==== Texto fornecido
Reformar a saúde mental no Amapá: coisa de louco! (Será?)


Tratamento ou cuidado? Doente mental ou pessoa acometida por transtorno mental? Desinstitucionalização ou desassistência? A reforma psiquiátrica no Brasil já completa oficialmente uma década este ano. A lei 10.216 aprovada em abril de 2002 finalmente é possível de se em prática. Há os que criticam, afirmando que não dá certo, que os “loucos” ficam soltos por ai. Enfim, tudo isso é fruto do sistema “democrático” em que vivemos, cada um expressa sua opinião e esta deve ser respeitada.

Divergências a parte, é preciso focalizar mesmo nos desafios que esta proposta traz. Em vários estados brasileiros, as experiências são muitas e cada vez mais o Ministério da Saúde investe nesse campo. Mas ainda há o que avançar.

No que diz respeito à realidade da saúde mental no Amapá, é preciso levar em consideração alguns aspectos históricos centrais que desafiam a implementação da reforma psiquiátrica: 1) trata-se de um estado que não possui registro da existência de hospitais de grande porte (manicômios)[1] ; 2) a Política de Saúde Mental está na fase inicial; e 3) há uma escassez de profissionais especializados na área, em especial médicos psiquiatras.
========
**Tarefas do exercício**
1. Responda sobre o texto a respeito da reforma psiquiátrica no Amapá:
(a) Que lei é citada e em que mês e ano foi aprovada?
(b) Segundo o texto, que órgão investe cada vez mais nesse campo?
(c) De que profissionais, em especial, há escassez no Amapá?
2. Transcreva do texto sobre a reforma psiquiátrica no Amapá o trecho entre "Reformar a saúde" e "o que avançar.", inclusive.
3. Escreva a continuação do texto sobre a reforma psiquiátrica no Amapá a partir da última frase apresentada.
As linhas não são necessárias para este exercício.
==== Seção de dados
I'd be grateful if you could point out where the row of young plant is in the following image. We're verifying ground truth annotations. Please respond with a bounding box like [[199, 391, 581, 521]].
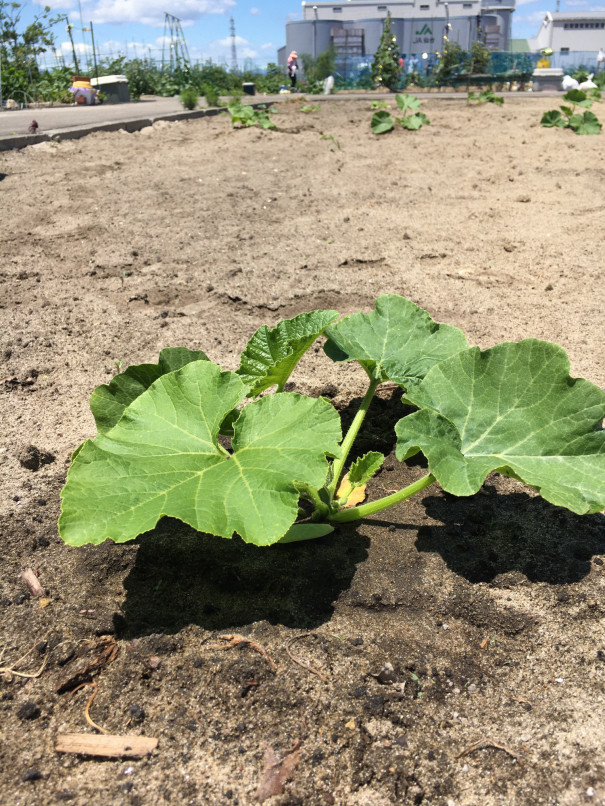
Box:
[[59, 294, 605, 546], [370, 87, 602, 134]]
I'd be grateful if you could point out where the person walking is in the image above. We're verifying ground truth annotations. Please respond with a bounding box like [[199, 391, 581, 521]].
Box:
[[288, 50, 298, 92]]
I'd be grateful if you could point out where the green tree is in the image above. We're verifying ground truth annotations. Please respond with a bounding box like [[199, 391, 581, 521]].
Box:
[[372, 12, 401, 90], [0, 0, 57, 100]]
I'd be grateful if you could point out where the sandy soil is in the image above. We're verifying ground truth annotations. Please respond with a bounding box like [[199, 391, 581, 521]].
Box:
[[0, 96, 605, 806]]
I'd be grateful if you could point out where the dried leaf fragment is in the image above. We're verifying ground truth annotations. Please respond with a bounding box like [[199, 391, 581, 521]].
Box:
[[336, 473, 367, 509], [256, 739, 300, 803]]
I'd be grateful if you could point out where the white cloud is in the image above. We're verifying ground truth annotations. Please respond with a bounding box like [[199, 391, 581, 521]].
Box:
[[55, 42, 92, 60], [199, 36, 259, 64], [35, 0, 236, 27], [515, 9, 548, 25]]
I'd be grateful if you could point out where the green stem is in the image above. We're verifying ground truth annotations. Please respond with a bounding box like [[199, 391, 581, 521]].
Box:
[[303, 485, 330, 520], [328, 380, 380, 498], [330, 473, 435, 523]]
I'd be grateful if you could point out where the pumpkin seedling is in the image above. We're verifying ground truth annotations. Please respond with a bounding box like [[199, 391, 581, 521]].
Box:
[[59, 294, 605, 546]]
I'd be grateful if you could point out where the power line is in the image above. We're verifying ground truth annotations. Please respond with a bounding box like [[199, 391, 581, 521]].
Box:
[[229, 17, 237, 73], [162, 12, 191, 70]]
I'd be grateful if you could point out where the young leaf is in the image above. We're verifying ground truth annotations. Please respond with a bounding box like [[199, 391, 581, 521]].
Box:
[[370, 109, 395, 134], [395, 339, 605, 514], [563, 90, 587, 106], [277, 523, 334, 543], [324, 294, 468, 388], [574, 112, 603, 134], [395, 93, 420, 112], [59, 361, 341, 546], [90, 347, 209, 433], [348, 451, 384, 487], [397, 115, 422, 131], [236, 311, 338, 397], [540, 109, 567, 129]]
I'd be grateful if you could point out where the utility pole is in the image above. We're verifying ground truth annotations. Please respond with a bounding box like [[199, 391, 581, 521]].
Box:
[[90, 20, 99, 83], [65, 14, 80, 76], [229, 17, 237, 73], [162, 12, 190, 70]]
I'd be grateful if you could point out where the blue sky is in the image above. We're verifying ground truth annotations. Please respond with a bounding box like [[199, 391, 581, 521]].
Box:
[[16, 0, 605, 67]]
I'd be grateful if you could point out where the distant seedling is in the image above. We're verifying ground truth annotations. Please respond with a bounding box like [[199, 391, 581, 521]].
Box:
[[540, 90, 603, 134], [370, 93, 430, 134], [227, 100, 277, 129], [466, 90, 504, 106]]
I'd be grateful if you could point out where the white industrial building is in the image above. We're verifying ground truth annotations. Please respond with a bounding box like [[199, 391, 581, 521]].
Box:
[[528, 11, 605, 53], [278, 0, 515, 65]]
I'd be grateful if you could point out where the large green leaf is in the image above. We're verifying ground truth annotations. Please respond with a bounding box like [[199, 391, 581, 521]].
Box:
[[59, 361, 341, 546], [324, 294, 468, 388], [540, 109, 567, 129], [397, 114, 428, 132], [237, 311, 338, 397], [395, 339, 605, 514], [370, 109, 395, 134], [395, 93, 420, 112], [572, 112, 603, 134], [90, 347, 208, 433]]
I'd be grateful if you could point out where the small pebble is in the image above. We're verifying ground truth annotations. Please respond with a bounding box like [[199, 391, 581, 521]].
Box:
[[128, 704, 145, 722], [22, 767, 42, 781], [17, 702, 42, 719]]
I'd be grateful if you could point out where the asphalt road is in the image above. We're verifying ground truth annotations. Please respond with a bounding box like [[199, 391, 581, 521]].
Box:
[[0, 91, 560, 151], [0, 97, 192, 137]]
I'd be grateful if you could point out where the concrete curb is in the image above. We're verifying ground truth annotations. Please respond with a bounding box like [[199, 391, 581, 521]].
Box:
[[0, 101, 264, 151], [0, 90, 561, 152]]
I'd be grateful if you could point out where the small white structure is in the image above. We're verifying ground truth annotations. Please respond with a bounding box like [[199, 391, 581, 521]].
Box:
[[528, 11, 605, 53], [532, 67, 563, 92], [90, 76, 130, 104]]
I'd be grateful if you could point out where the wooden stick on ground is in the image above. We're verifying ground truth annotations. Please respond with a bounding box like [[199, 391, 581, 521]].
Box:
[[456, 739, 523, 766], [55, 733, 158, 758]]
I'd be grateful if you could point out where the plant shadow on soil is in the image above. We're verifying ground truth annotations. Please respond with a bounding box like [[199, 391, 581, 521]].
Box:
[[109, 390, 605, 638], [115, 388, 404, 638], [116, 518, 369, 638], [382, 483, 605, 587]]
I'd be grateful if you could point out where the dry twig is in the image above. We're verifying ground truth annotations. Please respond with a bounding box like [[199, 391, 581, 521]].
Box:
[[55, 733, 158, 758], [456, 739, 523, 766], [205, 634, 277, 671], [67, 681, 109, 734], [21, 568, 44, 598], [286, 632, 330, 683]]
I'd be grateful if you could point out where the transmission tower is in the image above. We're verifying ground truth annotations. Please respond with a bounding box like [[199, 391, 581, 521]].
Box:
[[229, 17, 237, 73], [162, 13, 190, 70]]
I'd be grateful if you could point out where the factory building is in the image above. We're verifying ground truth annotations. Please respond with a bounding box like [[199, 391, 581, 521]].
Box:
[[529, 11, 605, 53], [278, 0, 515, 65]]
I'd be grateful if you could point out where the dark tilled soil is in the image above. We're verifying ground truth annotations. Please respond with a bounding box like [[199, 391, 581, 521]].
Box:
[[0, 96, 605, 806]]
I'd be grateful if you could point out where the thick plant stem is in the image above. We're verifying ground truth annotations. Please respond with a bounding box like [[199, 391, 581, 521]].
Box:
[[328, 380, 380, 497], [330, 473, 435, 523]]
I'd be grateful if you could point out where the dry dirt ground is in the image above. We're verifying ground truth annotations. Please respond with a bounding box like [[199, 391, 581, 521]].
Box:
[[0, 95, 605, 806]]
========
**Respostas das tarefas**
1.
(a) A lei 10.216, aprovada em abril de 2002.
(b) O Ministério da Saúde.
(c) De médicos psiquiatras.

2.
Reformar a saúde mental no Amapá: coisa de louco! (Será?)


Tratamento ou cuidado? Doente mental ou pessoa acometida por transtorno mental? Desinstitucionalização ou desassistência? A reforma psiquiátrica no Brasil já completa oficialmente uma década este ano. A lei 10.216 aprovada em abril de 2002 finalmente é possível de se em prática. Há os que criticam, afirmando que não dá certo, que os “loucos” ficam soltos por ai. Enfim, tudo isso é fruto do sistema “democrático” em que vivemos, cada um expressa sua opinião e esta deve ser respeitada.

Divergências a parte, é preciso focalizar mesmo nos desafios que esta proposta traz. Em vários estados brasileiros, as experiências são muitas e cada vez mais o Ministério da Saúde investe nesse campo. Mas ainda há o que avançar.

3.
No primeiro aspecto, apesar da não existência de manicômios no estado, nota-se entretanto, a cultura manicomial inscrita no tecido social, ou seja, a ideia de que a segregação e exclusão da pessoa acometida por sofrimento mental do convívio social são medidas necessárias. Este olhar dificulta a implementação dos serviços substitutivos, uma vez que estes atuam para inclusão e respeito aos direitos das pessoas acometidas por transtornos mentais. Vale ressaltar, que é necessário uma política de esclarecimento junto a população e à mídia local a respeito dos direitos e das mudanças na assistência médica-jurídica aos usuários e familiares.
O segundo ponto é consequência do primeiro, pois, a incipiente política de saúde mental precisa da organização política ativa da sociedade civil, como conselhos, fóruns e associações, isto é, para que uma política seja implementada é essencial que a sociedade civil também se comprometa nessa ação e deixe de centralizar as decisões no Estado.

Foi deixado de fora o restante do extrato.